--- Text excerpt ---
[MDEV-27025] insert-intention lock conflicts with waiting ORDINARY lock - Jira

Details

Type: Bug
Status: Closed (View Workflow)
Priority: Critical
Resolution: Fixed
Affects Version/s: 10.2(EOL), 10.3(EOL), 10.4(EOL), 10.5, 10.6, 10.7(EOL), 10.8(EOL)
Fix Version/s: 10.5.14, 10.6.6, 10.7.2, 10.8.1, 10.3.35, 10.4.25, 10.5.16, 10.6.8, 10.7.4, 10.8.3
Component/s: Storage Engine - InnoDB
Labels:
None

Description

We have two transactions and one record. The first transaction holds ORDINARY S-lock on the record, the second transaction created waiting ORDINARY X-lock and waits for the first transaction. Then the first transaction requests insert-intention lock on the record. And this lock conflicts with the waiting ORDINARY X-lock of the second transaction. What causes deadlock. Why it should conflict? The first transaction already holds lock on the record. And the second's transaction lock contains "waiting" flag.

Let's take a look 10.6 code:

dberr_t

lock_rec_insert_check_and_lock(...)

...

      const unsigned type_mode= LOCK_X | LOCK_GAP | LOCK_INSERT_INTENTION;

      if (lock_t *c_lock= lock_rec_other_has_conflicting(type_mode,

                                                         g.cell(), id,

                                                         heap_no, trx))
---
(Exercises to complete):
**1)** From the InnoDB bug report, quote the passage starting with "We have two" and going on through "lock_rec_insert_check_and_lock(...)".
**2)** Rewrite the paragraph of the InnoDB bug report that begins "We have two transactions and one record" as a short bulleted list that keeps its main facts.
**3)** In the InnoDB bug report, why does the reporter argue that the first transaction's insert-intention lock should not conflict with the second transaction's lock? Answer in one to three sentences.
--- Data excerpts ---
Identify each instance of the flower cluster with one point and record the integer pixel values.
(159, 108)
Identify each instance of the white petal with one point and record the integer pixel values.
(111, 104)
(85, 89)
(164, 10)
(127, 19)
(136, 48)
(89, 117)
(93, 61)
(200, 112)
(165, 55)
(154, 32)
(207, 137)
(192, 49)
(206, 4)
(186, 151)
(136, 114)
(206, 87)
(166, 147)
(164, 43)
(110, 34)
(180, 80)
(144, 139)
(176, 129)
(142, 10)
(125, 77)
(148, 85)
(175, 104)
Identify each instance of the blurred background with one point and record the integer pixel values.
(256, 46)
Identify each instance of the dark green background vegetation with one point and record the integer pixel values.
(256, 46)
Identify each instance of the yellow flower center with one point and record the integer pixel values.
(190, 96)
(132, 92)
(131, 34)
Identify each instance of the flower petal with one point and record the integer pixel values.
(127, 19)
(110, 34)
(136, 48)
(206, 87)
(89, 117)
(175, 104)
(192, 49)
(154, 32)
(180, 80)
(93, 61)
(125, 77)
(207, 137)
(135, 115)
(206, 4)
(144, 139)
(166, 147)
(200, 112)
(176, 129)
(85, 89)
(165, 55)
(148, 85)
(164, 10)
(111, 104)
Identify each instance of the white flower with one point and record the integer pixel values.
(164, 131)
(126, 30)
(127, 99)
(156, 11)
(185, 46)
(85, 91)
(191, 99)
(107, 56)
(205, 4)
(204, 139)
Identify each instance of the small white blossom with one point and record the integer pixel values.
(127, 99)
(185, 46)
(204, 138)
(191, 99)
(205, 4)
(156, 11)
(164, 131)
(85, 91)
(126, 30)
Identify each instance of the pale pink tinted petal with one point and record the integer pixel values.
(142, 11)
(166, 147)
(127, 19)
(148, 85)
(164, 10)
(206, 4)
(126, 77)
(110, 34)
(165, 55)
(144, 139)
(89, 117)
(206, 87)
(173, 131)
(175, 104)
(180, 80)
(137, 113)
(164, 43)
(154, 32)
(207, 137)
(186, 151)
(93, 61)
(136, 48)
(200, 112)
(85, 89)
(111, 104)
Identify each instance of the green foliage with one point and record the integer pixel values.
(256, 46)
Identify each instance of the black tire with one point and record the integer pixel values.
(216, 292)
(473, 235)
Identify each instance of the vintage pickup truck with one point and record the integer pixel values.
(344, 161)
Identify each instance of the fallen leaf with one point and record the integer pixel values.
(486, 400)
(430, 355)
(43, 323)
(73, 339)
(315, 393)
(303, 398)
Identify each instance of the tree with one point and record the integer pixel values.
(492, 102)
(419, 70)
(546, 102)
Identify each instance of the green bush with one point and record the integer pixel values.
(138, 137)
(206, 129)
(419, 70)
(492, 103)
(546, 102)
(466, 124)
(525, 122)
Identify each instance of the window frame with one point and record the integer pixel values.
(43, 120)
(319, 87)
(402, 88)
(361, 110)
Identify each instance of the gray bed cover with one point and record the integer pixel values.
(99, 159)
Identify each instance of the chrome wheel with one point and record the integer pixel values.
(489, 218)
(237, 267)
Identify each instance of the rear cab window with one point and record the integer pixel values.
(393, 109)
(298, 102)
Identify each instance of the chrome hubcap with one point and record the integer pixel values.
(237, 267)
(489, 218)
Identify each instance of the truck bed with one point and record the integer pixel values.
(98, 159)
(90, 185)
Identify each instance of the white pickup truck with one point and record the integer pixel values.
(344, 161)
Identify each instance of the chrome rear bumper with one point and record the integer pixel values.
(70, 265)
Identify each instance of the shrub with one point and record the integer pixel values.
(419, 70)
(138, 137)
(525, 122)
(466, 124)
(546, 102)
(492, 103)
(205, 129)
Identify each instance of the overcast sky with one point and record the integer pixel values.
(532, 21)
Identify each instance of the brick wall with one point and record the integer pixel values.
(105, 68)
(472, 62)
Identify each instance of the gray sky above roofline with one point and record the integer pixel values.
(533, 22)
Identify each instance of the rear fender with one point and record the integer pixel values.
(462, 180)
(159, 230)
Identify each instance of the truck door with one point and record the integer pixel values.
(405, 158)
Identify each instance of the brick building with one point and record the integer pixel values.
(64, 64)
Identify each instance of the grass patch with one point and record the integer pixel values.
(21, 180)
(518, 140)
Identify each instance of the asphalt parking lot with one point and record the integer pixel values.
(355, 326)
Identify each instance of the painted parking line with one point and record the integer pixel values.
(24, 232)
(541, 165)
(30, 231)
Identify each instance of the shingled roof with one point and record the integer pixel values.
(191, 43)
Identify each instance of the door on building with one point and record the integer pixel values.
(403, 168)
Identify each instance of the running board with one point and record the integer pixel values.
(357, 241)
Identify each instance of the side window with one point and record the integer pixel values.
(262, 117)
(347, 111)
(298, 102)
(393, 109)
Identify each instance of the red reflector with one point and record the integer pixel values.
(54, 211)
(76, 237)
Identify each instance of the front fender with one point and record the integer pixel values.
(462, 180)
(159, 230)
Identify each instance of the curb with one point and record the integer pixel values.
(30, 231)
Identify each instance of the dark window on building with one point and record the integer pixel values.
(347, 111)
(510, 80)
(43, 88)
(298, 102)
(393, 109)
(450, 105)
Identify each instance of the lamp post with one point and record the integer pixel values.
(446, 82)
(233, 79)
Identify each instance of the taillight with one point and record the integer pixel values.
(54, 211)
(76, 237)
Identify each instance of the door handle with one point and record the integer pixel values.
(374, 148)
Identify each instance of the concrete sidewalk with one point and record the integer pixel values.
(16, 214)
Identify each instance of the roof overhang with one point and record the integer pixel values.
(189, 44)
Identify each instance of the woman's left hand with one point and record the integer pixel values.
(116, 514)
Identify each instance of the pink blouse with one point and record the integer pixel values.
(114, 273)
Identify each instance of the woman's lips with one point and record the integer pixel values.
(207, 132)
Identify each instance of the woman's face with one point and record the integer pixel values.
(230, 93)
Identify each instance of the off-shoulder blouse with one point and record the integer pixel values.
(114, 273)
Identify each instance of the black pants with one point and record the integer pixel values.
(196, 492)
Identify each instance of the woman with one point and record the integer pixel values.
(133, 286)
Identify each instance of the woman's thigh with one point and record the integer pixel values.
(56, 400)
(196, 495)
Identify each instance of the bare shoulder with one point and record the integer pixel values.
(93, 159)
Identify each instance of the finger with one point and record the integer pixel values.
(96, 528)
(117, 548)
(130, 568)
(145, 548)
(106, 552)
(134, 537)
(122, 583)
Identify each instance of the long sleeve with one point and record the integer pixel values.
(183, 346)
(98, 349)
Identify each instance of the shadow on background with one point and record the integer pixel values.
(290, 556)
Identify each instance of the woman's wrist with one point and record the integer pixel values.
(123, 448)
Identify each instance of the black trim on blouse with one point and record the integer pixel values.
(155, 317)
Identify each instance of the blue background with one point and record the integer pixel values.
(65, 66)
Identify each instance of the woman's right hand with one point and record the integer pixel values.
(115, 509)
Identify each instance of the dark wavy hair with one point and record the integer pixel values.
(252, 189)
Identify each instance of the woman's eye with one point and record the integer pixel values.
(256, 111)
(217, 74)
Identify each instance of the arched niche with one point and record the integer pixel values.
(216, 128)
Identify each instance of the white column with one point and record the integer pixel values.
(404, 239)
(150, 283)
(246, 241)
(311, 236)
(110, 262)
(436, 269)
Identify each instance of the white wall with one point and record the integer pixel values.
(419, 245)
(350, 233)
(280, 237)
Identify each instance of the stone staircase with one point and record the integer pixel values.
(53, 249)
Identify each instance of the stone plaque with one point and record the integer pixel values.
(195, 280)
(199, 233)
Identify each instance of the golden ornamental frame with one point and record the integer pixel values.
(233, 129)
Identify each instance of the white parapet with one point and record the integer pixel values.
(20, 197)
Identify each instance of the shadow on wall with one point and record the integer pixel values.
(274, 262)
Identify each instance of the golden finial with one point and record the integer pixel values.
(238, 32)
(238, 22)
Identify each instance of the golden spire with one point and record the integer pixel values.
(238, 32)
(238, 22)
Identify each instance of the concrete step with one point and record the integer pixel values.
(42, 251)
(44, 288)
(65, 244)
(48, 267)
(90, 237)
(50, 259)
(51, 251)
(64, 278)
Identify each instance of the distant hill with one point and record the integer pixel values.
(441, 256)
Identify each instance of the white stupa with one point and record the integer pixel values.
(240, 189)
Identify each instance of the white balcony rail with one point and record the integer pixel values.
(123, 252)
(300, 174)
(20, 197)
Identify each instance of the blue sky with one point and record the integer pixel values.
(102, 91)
---
(Correct answers):
**1)**
We have two transactions and one record. The first transaction holds ORDINARY S-lock on the record, the second transaction created waiting ORDINARY X-lock and waits for the first transaction. Then the first transaction requests insert-intention lock on the record. And this lock conflicts with the waiting ORDINARY X-lock of the second transaction. What causes deadlock. Why it should conflict? The first transaction already holds lock on the record. And the second's transaction lock contains "waiting" flag.

Let's take a look 10.6 code:

dberr_t

lock_rec_insert_check_and_lock(...)

**2)**
- Two transactions and one record are involved.
- The first transaction holds an ORDINARY S-lock on the record.
- The second transaction has created a waiting ORDINARY X-lock and waits for the first.
- The first transaction then asks for an insert-intention lock on the record.
- That lock conflicts with the second transaction's waiting ORDINARY X-lock, causing a deadlock.
- The reporter questions the conflict because the first transaction already holds a lock on the record and the second transaction's lock has the "waiting" flag.

**3)** The first transaction already holds a lock on the record. The second transaction's lock is only waiting, since it carries the "waiting" flag.